PROVIDED TEXT:
At the 2014 Summer Youth Olympics in August in Nanjing, China, Bell won two bronze medals, one in the 4×100 metre medley relay, and one in the 4×100 metre mixed medley relay, as well as placing ninth in the 50 metre breaststroke, eleventh in the 100 metre breaststroke, and twentieth in the 200 metre breaststroke.

==2015==
===2015 World Junior Championships===

Bell competed at the 2015 World Junior Swimming Championships in Singapore in late August, Bell swam the heat of the 4x100 metre mixed medley relay which won silver in the final.

==2016==
===2016 Swimming World Cup===
====Stop 7: Singapore====

At the 7th short course stop of the 2016 FINA Swimming World Cup, Bell was part of the relay that won the gold medal in the 4×50 m mixed freestyle and the silver medal in the 4×50 m mixed medley.

====Stop 8: Tokyo====

Continuing to the 8th stop of the 2016 FINA Swimming World Cup, he won a gold medal as part of the 4×50 m mixed freestyle and the bronze medal in the 4×50 m mixed medley.

==2018==
===2018 World Short Course Championships===
Grayson competed in the men's 50 metre breaststroke event at the 2018 FINA World Swimming Championships (25 m), in Hangzhou, China. Bell placed. The 4x50 freestyle relay placed 4th in the final.

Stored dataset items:
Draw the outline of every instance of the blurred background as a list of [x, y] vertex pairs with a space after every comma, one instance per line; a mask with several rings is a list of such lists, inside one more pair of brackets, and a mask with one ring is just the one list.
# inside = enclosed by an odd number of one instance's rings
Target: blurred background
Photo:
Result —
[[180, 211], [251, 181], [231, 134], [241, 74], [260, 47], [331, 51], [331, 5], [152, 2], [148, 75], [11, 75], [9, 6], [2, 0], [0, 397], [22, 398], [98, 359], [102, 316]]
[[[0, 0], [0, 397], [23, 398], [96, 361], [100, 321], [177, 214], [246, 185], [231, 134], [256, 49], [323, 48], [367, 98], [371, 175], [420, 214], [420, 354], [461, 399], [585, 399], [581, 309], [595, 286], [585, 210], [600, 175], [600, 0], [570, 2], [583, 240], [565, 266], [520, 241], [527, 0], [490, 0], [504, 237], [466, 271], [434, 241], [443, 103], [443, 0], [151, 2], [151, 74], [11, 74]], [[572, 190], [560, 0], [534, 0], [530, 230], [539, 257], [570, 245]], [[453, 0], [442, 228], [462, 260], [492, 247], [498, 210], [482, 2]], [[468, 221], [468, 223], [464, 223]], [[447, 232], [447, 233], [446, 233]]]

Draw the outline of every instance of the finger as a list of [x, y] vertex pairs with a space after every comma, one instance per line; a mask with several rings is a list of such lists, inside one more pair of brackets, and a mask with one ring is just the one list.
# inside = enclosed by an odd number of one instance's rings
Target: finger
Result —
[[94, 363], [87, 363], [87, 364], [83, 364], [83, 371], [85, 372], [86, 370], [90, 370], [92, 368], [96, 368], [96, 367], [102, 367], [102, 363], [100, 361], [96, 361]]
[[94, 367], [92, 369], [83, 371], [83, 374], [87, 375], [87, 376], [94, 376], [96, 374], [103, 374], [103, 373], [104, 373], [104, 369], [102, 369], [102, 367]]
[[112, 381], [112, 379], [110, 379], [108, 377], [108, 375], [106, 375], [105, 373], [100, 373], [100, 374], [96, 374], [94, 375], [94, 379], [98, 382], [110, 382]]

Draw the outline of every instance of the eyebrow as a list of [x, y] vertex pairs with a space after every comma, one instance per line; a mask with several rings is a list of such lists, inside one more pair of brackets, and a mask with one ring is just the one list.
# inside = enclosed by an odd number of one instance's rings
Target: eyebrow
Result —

TASKS AND EXERCISES:
**A)** Set down the passage of the swimming biography from "Continuing to the" to "4th in the final.".
**B)** Answer these questions using the swimming biography:
(i) In which city were the 2014 Summer Youth Olympics held?
(ii) In which city was the 8th stop of the 2016 FINA Swimming World Cup?
(iii) What place did the 4x50 freestyle relay take in the final at the 2018 World Short Course Championships?
**C)** Extend the swimming biography with new text that follows on from its last sentence.

PER-TASK ANSWERS:
**A)**
Continuing to the 8th stop of the 2016 FINA Swimming World Cup, he won a gold medal as part of the 4×50 m mixed freestyle and the bronze medal in the 4×50 m mixed medley.

==2018==
===2018 World Short Course Championships===
Grayson competed in the men's 50 metre breaststroke event at the 2018 FINA World Swimming Championships (25 m), in Hangzhou, China. Bell placed. The 4x50 freestyle relay placed 4th in the final.

**B)**
(i) Nanjing, China
(ii) Tokyo
(iii) 4th

**C)**
==2022==
===2022 Australian Swimming Championships===
Bell qualified for the 2022 Commonwealth Games in the 50 metre freestyle, based on his performance at the 2022 Australia Swimming Championships and entered to compete in the 50 metre breaststroke at the selection meet for the Commonwealth Games, the 2022 Australian Swimming Championships in May. Grayson was named to the team Australia rosters for both the 2022 World Aquatics Championships and 2022 Commonwealth Games based on his times and place-finishes.

===2022 World Aquatics Championships===
At the 2022 World Aquatics Championships, held at Danube Arena in Budapest, Hungary starting in June, Bell placed 40th in the 50 metre freestyle preliminaries and 22nd in the 50 metre breaststroke.

===2022 Commonwealth Games===
The following month, Bell ranked first in the preliminaries of the 50 metre breaststroke on the first day of swimming at the 2022 Commonwealth Games, advancing to the semifinals with a time of 27.63 seconds. He placed eight in both the 50 metre freestyle and 50 metre breaststroke final.

===2022 Australian Short Course Championships===
Later the same month, Grayson won the silver medal in the 50 meter breaststroke at the 2022 Australian Short Course Swimming Championships with a time of 26.45, sharing the podium with two Americans. He placed third in the 50 metre freestyle in a time of 21.36 seconds, finishing 0.23 seconds behind of silver medalist Justin Ress and 0.30 seconds behind fellow Australian and gold medalist Kyle Chalmers.

===2022 World Short Course Championships===

In September, following his performances at the 2022 Australian Short Course Championships, Grayson was named to the Australia roster for the 2022 World Short Course Championships, which was held starting 13 December in Melbourne.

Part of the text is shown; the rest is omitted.